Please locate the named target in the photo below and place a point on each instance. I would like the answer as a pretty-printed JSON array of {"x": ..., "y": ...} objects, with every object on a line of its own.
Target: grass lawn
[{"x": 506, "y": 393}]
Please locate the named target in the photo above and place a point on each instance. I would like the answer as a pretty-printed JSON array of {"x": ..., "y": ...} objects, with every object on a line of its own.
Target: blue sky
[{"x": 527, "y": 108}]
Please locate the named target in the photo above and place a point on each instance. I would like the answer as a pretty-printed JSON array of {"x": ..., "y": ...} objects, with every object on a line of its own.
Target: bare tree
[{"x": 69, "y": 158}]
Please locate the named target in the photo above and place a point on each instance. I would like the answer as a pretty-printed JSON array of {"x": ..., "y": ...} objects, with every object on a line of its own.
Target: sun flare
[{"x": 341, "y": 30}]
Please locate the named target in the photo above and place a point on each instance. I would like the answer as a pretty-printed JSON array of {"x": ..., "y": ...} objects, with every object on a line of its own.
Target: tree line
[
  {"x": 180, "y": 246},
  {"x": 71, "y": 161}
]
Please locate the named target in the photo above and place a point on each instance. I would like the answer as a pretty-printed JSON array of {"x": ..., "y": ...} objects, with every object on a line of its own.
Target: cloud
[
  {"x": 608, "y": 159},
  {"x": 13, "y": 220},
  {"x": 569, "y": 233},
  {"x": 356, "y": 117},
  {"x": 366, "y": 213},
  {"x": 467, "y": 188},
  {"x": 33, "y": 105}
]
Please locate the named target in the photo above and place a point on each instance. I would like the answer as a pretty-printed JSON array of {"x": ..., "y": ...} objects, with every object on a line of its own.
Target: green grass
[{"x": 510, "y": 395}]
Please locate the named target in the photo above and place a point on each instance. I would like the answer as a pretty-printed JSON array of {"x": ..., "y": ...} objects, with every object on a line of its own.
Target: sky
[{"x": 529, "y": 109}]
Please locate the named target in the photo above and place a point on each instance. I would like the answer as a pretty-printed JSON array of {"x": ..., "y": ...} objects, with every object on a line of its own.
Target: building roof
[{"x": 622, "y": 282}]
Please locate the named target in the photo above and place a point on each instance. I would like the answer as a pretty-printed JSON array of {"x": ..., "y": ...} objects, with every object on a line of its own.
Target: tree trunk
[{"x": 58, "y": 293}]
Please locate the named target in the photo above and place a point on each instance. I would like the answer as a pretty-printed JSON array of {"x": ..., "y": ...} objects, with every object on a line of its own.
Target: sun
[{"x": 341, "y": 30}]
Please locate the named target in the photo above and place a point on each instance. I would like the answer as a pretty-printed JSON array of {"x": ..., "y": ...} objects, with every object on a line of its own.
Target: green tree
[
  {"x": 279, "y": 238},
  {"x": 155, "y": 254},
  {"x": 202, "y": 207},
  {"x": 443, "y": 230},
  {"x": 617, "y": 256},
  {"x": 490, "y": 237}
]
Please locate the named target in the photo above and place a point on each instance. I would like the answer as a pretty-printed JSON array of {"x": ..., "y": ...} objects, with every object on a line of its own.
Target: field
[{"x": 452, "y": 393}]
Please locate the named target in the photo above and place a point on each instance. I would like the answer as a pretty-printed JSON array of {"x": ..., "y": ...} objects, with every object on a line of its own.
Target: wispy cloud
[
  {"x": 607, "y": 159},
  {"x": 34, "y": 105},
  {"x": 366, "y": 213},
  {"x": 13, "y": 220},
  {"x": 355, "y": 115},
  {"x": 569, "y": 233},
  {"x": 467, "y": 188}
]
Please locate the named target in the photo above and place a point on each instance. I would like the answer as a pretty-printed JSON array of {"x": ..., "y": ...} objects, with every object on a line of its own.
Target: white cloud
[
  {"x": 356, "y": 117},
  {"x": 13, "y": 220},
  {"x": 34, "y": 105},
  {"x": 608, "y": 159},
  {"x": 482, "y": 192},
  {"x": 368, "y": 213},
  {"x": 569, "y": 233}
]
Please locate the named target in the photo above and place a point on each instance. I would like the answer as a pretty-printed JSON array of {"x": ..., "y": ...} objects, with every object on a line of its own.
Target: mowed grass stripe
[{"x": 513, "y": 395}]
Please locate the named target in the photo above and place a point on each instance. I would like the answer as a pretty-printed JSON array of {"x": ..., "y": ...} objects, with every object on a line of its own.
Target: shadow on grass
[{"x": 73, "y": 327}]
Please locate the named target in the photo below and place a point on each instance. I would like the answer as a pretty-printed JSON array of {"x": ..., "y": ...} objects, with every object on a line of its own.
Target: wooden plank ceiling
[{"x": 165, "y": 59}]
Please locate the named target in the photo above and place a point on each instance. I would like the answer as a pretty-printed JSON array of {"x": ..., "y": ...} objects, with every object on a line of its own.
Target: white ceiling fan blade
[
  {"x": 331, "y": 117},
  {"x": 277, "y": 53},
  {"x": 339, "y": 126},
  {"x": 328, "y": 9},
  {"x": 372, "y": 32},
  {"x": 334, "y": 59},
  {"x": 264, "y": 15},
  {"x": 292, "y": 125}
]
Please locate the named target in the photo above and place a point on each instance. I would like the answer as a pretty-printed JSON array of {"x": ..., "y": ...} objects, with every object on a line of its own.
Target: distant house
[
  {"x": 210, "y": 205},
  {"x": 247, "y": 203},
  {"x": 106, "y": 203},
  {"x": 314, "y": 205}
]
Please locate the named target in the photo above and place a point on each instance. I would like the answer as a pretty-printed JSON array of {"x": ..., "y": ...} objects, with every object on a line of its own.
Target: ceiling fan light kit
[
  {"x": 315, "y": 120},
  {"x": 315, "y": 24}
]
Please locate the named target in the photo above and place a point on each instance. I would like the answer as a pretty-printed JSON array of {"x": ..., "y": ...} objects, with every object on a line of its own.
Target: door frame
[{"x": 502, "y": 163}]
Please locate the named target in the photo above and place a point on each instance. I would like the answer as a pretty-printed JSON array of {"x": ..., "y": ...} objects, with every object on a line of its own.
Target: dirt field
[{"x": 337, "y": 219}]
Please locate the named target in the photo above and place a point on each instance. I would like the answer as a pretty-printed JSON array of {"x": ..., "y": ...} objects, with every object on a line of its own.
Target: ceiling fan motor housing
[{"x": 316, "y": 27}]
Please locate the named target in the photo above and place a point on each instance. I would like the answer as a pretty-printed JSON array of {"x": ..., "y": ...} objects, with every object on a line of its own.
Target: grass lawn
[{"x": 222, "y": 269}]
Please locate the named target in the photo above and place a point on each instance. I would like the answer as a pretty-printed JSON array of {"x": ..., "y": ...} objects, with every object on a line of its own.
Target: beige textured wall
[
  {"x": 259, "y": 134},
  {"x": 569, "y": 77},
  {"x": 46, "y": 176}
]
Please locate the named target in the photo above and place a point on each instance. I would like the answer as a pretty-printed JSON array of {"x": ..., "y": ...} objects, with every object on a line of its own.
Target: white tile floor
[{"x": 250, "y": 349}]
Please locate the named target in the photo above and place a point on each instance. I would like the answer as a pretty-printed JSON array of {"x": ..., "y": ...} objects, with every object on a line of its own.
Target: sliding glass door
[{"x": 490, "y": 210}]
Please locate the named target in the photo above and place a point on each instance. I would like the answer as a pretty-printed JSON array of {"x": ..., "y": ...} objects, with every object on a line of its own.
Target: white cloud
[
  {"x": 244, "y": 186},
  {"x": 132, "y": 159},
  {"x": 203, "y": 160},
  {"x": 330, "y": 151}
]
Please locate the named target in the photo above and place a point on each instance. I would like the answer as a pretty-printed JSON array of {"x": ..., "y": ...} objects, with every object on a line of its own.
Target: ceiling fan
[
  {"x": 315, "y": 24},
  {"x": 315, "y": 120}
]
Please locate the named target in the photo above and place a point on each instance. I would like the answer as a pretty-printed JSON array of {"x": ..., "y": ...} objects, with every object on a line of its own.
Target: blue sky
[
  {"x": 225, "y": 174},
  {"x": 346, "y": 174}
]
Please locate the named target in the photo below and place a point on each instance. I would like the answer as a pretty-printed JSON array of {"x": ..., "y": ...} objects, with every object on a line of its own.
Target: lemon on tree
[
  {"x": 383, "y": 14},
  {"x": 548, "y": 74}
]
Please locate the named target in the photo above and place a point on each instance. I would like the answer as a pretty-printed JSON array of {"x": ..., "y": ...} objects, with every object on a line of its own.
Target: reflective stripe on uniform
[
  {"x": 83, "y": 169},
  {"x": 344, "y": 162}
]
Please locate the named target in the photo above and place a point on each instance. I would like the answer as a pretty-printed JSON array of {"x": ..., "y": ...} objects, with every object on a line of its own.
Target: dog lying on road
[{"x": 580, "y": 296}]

+ + + + + + +

PROBLEM DETAILS ▸
State how many lines of the records contain the word "ceiling", treating uppercase and lowercase letters as different, and give only the number.

CORRECT RESPONSE ▸
5